In the excerpt about Steves's travel company during the pandemic, rewrite the paragraph beginning "But Steves didn't panic" as a short bulleted list of its main facts.

:: SELECTED EXCERPT ::
'''
But Steves didn’t panic. He didn’t lay off any of his 100 or so employees, even as he refunded deposits to travelers he could no longer lead around the Eiffel Tower or Cinque Terre. For a year he roamed his back porch, patiently waiting for travel to begin again, for real. And now, he says, it’s time—to make plans, if not whip out the passport immediately.

“[Last year] was heartbreaking from a business point of view, but much more heartbreaking for all those travel dreams, all that planning and all that togetherness and excitement being derailed,” says Steves. Refunding 24,000 deposits was traumatic for everyone involved, so even as vaccines have proliferated and the end of the pandemic looks, finally, achievable, his company hasn’t begun selling new trips right away.
'''
:: RECORDED INFORMATION ::
'''
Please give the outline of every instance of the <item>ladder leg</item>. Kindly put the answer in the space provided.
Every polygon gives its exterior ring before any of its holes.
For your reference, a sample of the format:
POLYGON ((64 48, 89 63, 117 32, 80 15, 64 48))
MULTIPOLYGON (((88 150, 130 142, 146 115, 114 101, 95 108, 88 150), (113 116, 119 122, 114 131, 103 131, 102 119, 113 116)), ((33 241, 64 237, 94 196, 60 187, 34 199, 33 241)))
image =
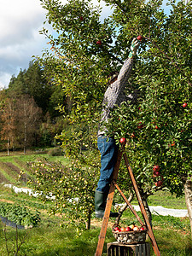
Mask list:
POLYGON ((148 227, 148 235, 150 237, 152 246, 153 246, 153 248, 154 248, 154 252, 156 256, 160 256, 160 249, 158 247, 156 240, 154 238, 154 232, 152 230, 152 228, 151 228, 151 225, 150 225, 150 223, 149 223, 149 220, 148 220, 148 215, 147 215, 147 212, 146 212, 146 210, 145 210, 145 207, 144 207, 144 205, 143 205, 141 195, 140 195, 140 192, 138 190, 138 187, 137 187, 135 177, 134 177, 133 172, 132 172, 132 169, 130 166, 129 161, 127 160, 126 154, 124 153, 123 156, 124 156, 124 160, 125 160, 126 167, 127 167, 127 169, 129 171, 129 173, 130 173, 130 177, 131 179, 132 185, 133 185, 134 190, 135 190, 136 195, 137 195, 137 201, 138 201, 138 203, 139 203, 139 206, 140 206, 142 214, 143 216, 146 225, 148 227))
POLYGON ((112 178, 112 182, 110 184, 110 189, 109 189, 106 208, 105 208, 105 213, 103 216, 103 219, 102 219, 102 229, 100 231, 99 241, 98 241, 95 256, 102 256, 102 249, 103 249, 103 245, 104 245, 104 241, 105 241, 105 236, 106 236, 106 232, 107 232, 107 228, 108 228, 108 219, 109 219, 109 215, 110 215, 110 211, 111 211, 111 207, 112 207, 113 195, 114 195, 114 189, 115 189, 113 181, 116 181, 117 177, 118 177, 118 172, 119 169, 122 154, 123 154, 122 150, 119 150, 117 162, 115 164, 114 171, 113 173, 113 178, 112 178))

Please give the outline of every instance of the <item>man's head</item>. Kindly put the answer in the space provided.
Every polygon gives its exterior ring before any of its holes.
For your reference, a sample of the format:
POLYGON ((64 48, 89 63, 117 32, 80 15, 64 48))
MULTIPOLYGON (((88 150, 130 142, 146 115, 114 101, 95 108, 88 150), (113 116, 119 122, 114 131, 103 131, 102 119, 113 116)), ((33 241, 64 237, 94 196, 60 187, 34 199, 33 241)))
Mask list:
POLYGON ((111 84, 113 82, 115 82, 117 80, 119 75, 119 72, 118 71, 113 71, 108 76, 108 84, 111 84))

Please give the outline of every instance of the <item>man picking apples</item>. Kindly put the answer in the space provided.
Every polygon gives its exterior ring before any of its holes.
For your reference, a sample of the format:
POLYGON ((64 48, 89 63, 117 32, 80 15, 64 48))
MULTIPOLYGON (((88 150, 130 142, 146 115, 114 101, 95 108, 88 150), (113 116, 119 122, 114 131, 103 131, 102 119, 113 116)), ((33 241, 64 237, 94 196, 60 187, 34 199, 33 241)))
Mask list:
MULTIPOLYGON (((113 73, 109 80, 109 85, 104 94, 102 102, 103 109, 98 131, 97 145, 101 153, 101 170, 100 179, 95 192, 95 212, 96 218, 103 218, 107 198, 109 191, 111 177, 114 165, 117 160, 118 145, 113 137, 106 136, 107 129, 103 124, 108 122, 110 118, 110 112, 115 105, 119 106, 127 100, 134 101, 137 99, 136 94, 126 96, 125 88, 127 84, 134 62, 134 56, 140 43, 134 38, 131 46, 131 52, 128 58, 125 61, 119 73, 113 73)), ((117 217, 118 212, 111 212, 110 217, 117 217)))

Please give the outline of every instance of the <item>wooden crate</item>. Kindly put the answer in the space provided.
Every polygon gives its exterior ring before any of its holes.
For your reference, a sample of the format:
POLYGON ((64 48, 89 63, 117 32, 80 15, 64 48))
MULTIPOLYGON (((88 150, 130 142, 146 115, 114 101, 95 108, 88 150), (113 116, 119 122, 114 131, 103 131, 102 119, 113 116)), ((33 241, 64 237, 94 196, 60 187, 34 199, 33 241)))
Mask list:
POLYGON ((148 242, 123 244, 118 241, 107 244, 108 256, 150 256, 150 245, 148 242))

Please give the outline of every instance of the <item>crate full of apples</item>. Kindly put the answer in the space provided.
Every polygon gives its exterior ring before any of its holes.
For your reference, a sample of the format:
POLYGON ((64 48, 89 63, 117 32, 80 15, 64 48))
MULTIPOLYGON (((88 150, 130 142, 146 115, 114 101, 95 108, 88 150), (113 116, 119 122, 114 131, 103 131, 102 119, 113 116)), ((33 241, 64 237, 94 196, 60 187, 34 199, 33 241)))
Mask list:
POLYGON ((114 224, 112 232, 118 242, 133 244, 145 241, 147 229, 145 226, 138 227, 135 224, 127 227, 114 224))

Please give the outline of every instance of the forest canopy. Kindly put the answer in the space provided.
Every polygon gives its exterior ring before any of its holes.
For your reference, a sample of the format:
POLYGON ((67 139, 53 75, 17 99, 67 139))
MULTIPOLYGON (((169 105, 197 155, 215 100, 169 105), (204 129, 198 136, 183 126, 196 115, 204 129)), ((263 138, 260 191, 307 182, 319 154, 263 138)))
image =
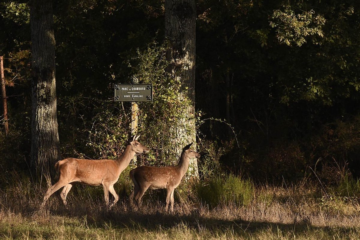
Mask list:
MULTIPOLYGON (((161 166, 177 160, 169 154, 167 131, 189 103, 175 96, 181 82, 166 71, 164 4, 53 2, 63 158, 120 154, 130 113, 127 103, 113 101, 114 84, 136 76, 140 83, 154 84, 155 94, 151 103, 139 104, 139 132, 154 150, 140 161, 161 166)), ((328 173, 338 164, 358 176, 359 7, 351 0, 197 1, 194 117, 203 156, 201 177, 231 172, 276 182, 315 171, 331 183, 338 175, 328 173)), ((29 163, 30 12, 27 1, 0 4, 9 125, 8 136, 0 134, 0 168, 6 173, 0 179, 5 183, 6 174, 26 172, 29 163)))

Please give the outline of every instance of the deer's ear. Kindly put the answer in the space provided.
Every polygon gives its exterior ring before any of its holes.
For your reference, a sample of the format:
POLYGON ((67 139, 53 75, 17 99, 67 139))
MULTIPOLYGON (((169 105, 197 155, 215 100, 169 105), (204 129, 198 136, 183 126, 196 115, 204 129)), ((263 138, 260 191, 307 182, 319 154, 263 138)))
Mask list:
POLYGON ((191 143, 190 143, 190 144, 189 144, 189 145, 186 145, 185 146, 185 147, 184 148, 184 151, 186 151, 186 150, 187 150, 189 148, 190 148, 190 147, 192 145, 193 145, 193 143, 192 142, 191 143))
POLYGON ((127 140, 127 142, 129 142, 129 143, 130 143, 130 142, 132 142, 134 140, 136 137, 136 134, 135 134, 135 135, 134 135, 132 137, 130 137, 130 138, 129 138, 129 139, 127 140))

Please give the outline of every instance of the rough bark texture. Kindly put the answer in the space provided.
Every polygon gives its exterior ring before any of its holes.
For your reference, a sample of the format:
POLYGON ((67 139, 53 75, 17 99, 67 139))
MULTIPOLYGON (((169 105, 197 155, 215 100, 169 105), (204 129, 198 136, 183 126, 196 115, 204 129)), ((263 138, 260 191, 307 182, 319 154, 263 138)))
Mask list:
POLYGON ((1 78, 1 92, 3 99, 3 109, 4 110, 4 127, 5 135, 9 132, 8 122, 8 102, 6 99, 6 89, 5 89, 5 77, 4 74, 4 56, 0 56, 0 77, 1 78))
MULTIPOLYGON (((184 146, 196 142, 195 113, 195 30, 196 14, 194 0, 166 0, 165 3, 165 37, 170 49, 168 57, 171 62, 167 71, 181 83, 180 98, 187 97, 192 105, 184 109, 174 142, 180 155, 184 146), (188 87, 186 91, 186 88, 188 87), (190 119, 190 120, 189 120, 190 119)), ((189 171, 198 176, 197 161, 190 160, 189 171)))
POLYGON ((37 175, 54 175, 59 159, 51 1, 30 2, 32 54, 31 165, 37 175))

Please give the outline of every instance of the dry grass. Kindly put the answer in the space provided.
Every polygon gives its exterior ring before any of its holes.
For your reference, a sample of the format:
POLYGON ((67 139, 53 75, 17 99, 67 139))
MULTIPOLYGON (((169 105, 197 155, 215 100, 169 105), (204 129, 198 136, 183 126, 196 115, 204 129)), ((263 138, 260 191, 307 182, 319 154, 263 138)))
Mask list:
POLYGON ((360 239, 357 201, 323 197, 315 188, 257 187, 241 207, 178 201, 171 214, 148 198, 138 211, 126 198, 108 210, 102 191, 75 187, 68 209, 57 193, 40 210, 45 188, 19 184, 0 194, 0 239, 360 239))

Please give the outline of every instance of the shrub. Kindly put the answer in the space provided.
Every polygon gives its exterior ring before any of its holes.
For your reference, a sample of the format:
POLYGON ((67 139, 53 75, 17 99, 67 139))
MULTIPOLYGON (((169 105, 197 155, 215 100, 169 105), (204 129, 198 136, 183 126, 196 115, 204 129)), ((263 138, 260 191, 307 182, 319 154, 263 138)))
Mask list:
'''
:: ANSWER TO THIS TASK ::
- Steves didn't panic.
- He laid off none of his roughly 100 employees, even while refunding deposits to travelers he could no longer lead around the Eiffel Tower or Cinque Terre.
- For a year he roamed his back porch, waiting for travel to truly resume.
- He now says it's time to make plans, though not necessarily to travel right away.